Aim of the task: Only the count is wanted here: how many lines of the entries hold the string "leaf"?

[Referring expression pointing data]
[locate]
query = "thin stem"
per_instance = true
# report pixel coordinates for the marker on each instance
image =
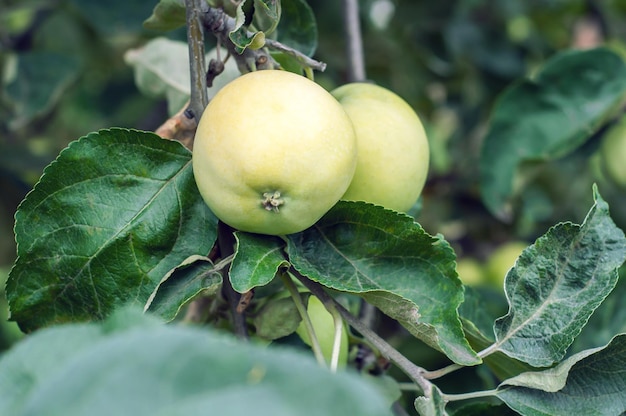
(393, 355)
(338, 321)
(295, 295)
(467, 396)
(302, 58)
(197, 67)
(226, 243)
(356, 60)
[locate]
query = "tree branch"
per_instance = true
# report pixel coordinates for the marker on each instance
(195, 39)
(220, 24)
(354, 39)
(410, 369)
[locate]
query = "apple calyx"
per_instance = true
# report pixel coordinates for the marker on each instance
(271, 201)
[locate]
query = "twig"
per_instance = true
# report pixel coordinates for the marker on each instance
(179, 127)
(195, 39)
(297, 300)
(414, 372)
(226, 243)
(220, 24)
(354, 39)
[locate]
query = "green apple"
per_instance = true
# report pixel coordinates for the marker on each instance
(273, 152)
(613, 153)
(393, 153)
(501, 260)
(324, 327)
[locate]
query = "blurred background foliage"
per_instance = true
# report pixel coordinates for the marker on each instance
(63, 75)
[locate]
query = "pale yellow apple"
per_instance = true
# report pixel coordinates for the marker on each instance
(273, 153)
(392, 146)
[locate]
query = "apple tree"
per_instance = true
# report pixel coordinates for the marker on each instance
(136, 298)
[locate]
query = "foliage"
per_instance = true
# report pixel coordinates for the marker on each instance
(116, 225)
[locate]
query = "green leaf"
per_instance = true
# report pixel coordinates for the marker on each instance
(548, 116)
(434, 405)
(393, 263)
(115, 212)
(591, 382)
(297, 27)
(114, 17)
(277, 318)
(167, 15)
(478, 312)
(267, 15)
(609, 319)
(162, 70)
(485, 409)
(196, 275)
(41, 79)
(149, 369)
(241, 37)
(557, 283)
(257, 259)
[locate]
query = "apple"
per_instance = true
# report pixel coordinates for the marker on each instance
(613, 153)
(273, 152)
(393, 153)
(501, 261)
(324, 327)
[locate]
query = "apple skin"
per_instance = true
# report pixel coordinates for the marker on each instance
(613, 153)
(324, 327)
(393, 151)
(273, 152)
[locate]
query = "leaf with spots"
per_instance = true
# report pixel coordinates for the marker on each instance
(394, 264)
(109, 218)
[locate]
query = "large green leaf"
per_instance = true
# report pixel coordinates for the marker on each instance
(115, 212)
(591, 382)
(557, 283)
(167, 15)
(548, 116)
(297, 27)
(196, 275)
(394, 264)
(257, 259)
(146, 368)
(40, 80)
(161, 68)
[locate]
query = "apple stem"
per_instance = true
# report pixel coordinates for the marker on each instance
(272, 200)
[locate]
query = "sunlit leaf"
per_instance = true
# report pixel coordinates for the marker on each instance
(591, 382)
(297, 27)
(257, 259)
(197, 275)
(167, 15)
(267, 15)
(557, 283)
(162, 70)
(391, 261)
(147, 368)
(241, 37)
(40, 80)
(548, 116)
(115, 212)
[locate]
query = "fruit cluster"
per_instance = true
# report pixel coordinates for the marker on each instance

Response area: 4